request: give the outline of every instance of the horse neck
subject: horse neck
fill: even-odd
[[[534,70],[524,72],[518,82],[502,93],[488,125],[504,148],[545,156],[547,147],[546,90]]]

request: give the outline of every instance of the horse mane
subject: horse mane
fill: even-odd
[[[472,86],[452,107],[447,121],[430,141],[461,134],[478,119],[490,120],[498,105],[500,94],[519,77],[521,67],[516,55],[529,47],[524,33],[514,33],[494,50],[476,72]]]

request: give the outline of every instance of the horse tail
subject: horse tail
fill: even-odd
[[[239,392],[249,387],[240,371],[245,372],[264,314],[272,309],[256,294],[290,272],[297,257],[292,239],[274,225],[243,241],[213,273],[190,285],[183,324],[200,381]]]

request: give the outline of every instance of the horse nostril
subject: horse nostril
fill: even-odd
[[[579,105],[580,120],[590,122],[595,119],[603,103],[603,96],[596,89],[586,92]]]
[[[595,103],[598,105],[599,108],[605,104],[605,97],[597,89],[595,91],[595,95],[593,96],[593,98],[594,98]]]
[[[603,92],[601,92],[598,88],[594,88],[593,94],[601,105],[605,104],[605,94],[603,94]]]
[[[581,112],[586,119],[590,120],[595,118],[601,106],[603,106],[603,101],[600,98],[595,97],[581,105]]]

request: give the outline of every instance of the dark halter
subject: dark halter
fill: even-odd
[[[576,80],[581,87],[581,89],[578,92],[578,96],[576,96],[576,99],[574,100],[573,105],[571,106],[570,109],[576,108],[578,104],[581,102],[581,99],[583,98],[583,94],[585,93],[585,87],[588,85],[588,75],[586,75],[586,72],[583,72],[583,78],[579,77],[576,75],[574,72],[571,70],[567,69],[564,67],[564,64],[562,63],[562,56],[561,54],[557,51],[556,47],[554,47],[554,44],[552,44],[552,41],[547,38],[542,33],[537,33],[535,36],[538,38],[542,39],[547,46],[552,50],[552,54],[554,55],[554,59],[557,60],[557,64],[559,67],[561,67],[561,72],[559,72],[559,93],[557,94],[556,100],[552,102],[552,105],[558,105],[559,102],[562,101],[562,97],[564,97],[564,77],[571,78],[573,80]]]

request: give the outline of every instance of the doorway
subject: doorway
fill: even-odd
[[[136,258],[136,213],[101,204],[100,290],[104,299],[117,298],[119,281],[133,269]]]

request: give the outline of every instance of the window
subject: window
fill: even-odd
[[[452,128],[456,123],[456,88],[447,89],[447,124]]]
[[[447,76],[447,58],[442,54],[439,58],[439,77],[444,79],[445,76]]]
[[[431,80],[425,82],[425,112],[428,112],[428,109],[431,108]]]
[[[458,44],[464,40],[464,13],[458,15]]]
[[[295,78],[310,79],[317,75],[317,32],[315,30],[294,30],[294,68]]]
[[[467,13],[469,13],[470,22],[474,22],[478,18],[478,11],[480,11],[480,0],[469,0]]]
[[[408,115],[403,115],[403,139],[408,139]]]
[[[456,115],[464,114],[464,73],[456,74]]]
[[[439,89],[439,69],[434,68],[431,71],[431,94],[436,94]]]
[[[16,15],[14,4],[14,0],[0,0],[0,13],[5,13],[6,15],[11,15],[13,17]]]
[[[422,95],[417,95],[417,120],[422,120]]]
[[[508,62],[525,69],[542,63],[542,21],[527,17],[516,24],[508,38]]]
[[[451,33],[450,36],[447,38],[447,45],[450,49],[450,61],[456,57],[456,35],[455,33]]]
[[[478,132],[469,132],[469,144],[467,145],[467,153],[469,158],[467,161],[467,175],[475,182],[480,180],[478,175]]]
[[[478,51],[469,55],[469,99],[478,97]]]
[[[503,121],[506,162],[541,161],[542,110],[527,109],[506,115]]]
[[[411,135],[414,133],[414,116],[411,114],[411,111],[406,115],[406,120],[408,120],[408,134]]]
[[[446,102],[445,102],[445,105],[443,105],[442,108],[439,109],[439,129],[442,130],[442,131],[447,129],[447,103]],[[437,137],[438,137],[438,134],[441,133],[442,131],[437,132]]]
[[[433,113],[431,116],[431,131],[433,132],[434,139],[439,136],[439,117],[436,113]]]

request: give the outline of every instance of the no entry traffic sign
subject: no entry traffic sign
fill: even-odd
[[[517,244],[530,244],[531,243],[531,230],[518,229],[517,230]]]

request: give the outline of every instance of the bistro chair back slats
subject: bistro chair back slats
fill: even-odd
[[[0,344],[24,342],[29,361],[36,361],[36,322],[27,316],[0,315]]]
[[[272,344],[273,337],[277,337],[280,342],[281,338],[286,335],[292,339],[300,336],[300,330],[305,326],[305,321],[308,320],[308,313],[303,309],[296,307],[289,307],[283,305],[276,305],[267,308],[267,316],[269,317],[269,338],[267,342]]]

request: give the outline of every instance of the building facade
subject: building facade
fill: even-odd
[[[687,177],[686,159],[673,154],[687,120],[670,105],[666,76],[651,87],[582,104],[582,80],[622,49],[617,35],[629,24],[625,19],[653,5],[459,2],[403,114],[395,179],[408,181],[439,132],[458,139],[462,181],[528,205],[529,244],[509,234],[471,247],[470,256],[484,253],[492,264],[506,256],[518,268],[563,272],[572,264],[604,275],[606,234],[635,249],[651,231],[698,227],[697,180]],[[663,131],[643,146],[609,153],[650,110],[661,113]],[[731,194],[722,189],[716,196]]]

Brief —
Take the listing from its first line to the line containing "subject: dark halter". Reproduce those lines exactly and nothing else.

Solution for this exercise —
request: give the outline of every instance of the horse neck
subject: horse neck
fill: even-odd
[[[534,70],[524,72],[518,82],[502,93],[488,125],[504,148],[545,156],[547,147],[546,90]]]

request: give the outline of every instance of the horse mane
subject: horse mane
fill: even-odd
[[[472,86],[452,107],[447,121],[430,141],[461,134],[478,119],[490,120],[498,105],[500,94],[519,77],[521,67],[516,55],[529,47],[524,33],[514,33],[494,50],[476,72]]]

request: give the outline of every instance of the horse tail
subject: horse tail
fill: even-odd
[[[239,392],[249,387],[240,371],[245,372],[264,314],[272,309],[256,294],[290,272],[297,257],[292,239],[274,225],[243,241],[213,273],[190,285],[183,324],[200,381]]]

request: give the outline of every instance of the horse nostril
subject: horse nostril
fill: even-odd
[[[579,105],[580,120],[590,122],[595,119],[603,103],[603,96],[596,89],[586,92]]]
[[[595,103],[598,105],[599,108],[605,104],[605,97],[597,89],[595,91],[595,95],[593,96],[593,98],[594,98]]]
[[[603,92],[601,92],[598,88],[594,88],[593,94],[601,105],[605,104],[605,94],[603,94]]]
[[[581,112],[586,119],[590,120],[595,118],[601,106],[603,106],[603,101],[600,98],[595,97],[581,105]]]

request: give the outline of every instance of the dark halter
subject: dark halter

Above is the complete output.